[Stored records]
———
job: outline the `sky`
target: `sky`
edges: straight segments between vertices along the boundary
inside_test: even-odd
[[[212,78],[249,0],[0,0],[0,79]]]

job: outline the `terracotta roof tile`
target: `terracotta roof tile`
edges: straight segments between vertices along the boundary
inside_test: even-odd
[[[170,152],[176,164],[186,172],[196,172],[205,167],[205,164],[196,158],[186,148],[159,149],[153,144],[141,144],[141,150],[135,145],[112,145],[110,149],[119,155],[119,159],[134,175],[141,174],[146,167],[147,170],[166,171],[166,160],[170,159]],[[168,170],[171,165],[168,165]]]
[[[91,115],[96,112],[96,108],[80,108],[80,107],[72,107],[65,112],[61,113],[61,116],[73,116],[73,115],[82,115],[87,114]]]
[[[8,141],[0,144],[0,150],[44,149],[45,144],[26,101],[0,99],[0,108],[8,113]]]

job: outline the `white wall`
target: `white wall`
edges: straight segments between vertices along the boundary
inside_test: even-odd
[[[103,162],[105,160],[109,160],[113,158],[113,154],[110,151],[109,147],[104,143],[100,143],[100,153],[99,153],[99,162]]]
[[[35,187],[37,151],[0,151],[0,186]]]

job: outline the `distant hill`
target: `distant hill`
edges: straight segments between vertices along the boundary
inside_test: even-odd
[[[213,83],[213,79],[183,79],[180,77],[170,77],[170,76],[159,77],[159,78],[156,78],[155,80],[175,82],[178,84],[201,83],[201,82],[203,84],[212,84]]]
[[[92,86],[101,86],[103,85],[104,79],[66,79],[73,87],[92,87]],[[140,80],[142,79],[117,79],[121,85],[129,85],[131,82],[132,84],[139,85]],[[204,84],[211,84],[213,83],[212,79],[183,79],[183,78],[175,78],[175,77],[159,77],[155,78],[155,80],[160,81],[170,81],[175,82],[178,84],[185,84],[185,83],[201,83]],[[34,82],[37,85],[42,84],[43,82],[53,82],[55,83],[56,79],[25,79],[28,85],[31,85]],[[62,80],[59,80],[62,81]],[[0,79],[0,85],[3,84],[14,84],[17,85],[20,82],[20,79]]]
———
* [EXERCISE] Select every line in the stored records above that contains the string "hill", matching case exactly.

* [RESULT OF THIS EXERCISE]
job: outline the `distant hill`
target: `distant hill`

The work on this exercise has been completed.